▶ Given task:
Rewrite the lines below so that every "green tree" becomes "palm tree", keeping all else unchanged. Leave the picture out.

▶ Data records:
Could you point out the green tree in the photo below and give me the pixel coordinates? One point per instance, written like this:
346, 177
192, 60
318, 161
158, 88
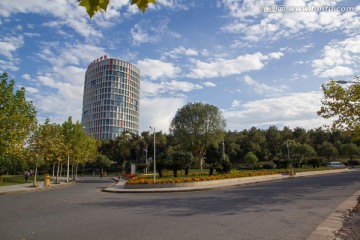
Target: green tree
213, 158
251, 159
180, 160
349, 150
17, 120
327, 150
103, 161
273, 142
93, 6
197, 126
302, 153
343, 105
46, 144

▶ Response to the task:
Could you point out the palm tree in the photo below and give me the pixel coordinates? One point per instance, written like this:
346, 177
192, 60
318, 161
158, 88
Target: palm tree
213, 158
251, 159
180, 160
349, 150
17, 120
327, 150
103, 161
273, 142
93, 6
197, 126
302, 153
343, 105
46, 144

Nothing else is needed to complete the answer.